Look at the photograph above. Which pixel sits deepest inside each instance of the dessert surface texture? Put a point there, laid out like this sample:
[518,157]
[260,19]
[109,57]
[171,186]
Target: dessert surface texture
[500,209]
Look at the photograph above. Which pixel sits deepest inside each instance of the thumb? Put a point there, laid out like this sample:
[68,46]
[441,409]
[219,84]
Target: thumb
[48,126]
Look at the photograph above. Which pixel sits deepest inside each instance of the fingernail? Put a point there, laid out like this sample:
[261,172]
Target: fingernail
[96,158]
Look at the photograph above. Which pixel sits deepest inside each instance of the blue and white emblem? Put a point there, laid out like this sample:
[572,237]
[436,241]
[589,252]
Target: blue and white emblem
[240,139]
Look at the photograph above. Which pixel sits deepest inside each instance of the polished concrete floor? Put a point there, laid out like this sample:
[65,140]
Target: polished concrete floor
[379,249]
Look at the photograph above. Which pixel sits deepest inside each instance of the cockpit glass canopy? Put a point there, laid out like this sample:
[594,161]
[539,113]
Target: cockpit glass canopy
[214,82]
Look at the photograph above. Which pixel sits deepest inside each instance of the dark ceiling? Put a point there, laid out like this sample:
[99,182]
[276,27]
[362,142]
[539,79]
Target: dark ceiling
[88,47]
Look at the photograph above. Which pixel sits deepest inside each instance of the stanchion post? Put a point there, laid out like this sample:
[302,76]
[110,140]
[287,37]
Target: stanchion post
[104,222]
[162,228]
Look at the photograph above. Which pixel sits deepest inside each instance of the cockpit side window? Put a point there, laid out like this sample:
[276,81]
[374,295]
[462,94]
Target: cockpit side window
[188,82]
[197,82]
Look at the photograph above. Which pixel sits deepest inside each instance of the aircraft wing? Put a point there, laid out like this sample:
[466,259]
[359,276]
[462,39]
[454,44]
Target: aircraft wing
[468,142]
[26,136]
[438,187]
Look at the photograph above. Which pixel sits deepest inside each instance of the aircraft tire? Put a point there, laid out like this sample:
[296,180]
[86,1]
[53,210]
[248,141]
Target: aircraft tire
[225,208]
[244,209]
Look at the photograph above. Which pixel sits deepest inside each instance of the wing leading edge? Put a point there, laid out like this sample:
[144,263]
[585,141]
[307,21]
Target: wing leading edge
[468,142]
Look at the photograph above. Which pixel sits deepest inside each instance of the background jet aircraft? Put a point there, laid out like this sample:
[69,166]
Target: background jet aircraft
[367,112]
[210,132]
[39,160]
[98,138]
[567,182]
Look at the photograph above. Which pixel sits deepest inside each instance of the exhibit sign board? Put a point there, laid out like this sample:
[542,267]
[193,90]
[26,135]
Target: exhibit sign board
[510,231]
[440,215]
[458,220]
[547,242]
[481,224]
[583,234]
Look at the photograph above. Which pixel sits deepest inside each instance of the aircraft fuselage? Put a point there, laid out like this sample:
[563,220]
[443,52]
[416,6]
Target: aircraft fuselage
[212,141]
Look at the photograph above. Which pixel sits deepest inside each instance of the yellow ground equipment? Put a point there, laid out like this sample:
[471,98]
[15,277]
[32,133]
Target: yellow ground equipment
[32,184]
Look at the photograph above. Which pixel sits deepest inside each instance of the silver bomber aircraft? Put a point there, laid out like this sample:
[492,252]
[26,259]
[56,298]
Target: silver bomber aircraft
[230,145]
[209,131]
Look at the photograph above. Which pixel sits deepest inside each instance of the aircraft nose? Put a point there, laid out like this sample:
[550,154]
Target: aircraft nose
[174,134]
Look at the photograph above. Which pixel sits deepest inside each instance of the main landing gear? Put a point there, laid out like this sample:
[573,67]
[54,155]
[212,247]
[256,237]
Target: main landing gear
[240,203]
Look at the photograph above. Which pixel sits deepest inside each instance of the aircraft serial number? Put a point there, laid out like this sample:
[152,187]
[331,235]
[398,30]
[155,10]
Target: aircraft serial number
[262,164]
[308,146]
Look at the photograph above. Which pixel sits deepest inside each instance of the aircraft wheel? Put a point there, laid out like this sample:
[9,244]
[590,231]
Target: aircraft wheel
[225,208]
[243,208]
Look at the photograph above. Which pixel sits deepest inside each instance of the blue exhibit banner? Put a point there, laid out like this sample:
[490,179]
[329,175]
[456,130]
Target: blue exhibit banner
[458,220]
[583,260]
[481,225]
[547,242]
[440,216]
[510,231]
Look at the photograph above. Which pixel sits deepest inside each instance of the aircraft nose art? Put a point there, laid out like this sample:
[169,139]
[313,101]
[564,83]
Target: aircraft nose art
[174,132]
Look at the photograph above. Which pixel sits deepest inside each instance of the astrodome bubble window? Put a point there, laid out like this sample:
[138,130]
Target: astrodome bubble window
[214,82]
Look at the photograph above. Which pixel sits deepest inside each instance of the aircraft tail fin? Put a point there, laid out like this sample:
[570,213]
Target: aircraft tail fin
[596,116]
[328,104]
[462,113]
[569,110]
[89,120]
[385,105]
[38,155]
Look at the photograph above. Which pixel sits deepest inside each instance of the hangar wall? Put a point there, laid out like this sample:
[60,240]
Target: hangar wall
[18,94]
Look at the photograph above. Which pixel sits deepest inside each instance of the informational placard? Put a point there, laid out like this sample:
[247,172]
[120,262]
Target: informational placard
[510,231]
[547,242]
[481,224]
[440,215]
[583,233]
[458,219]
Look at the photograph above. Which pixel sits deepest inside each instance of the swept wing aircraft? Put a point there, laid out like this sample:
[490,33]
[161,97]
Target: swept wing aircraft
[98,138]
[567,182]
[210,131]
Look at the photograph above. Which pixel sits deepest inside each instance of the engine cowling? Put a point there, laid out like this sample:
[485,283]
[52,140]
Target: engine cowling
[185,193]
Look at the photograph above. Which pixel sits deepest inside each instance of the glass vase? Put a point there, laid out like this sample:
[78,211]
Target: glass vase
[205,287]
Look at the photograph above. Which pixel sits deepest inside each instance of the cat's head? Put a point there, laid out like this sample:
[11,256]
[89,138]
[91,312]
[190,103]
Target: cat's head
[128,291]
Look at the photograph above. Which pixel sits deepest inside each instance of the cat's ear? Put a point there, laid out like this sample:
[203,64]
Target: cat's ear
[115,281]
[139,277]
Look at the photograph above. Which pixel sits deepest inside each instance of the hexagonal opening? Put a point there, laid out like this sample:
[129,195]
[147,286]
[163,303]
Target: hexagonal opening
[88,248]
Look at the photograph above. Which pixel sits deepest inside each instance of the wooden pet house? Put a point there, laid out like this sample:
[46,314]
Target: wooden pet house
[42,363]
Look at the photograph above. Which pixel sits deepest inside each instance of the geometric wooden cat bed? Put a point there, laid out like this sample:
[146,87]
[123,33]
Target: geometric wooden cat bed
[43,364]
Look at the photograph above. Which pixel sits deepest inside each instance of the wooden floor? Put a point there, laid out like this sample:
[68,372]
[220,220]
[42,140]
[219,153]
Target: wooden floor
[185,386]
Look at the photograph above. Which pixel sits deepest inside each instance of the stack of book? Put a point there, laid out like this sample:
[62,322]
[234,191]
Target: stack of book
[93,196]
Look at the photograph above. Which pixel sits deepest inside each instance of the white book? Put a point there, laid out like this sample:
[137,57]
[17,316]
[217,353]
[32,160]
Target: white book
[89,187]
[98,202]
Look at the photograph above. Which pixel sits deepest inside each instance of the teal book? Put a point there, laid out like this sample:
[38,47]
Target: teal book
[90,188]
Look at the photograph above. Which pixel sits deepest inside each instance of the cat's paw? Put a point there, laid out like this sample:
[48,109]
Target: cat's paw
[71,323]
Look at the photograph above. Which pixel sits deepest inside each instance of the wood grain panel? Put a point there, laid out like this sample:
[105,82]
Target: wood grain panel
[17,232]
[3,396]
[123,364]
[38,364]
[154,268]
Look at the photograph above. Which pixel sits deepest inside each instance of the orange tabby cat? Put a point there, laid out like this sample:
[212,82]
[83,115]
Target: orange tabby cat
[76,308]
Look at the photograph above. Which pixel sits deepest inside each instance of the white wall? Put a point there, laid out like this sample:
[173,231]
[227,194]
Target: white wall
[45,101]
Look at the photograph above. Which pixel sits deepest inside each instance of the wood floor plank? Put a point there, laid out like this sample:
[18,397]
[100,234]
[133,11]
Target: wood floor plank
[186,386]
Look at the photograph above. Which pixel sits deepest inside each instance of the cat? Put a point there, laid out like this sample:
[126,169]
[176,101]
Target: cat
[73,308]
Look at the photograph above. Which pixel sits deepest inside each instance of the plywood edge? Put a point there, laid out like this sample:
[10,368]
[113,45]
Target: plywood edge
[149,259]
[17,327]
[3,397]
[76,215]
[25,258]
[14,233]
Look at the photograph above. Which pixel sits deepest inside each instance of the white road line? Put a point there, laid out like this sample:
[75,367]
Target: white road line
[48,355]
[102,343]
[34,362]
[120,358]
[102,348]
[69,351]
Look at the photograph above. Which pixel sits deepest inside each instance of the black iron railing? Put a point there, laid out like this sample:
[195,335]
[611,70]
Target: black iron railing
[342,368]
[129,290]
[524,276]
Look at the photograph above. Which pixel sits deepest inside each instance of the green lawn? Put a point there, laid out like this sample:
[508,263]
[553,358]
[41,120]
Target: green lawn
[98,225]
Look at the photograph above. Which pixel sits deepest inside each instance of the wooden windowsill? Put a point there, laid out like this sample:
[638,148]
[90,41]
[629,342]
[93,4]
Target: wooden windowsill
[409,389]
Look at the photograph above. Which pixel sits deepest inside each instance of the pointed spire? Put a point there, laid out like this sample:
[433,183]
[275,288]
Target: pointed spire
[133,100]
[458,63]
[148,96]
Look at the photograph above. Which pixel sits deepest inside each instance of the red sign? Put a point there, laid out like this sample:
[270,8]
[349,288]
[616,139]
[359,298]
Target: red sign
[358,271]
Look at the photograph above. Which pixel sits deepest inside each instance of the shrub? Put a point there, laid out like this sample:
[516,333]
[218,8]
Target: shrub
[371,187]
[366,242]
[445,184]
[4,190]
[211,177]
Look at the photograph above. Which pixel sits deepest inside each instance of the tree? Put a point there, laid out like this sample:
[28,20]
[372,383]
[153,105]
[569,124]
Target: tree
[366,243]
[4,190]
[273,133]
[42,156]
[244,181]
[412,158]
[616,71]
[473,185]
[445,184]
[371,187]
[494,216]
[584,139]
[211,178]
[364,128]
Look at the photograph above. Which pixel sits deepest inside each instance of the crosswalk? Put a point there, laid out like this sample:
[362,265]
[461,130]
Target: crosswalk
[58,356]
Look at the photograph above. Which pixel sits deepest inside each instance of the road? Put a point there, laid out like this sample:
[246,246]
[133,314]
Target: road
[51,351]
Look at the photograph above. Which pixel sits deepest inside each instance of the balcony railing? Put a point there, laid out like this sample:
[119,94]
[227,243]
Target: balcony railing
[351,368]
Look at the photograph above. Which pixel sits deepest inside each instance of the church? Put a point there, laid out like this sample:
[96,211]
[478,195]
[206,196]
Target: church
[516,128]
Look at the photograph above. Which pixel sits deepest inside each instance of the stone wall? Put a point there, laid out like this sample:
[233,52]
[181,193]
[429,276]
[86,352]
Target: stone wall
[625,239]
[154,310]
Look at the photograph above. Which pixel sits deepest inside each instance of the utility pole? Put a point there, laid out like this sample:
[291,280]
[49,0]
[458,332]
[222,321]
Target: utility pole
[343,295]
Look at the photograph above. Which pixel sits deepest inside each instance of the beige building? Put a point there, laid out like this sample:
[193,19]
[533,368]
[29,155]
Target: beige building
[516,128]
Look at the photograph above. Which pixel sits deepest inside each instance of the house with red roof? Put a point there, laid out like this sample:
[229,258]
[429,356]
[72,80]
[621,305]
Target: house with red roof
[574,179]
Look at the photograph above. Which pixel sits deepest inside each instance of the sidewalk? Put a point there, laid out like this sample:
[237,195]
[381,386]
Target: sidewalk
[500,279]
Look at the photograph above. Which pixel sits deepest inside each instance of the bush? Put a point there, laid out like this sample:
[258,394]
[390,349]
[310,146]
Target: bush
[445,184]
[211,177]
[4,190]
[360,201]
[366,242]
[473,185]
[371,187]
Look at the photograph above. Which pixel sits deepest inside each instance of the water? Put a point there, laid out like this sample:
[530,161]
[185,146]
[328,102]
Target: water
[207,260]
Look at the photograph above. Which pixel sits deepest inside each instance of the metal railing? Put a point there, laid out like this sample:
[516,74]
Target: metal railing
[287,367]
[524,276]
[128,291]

• YOUR TASK: Copy exactly the lines from the one with "Target: bush" through the last line of the material, keeping both ends.

• TASK OUTPUT:
Target: bush
[445,184]
[211,177]
[4,190]
[360,201]
[366,242]
[473,185]
[371,187]
Look at the photograph above. Which pixel sits deepest inside each instance of the water? Put a point there, laid out like this sample:
[530,161]
[185,146]
[328,102]
Target: water
[207,260]
Look at the photograph above. Which pixel sits deepest inside each instance of the metal railing? Put a point there, laid out like this sample:
[516,74]
Target: metal railing
[287,367]
[524,276]
[128,291]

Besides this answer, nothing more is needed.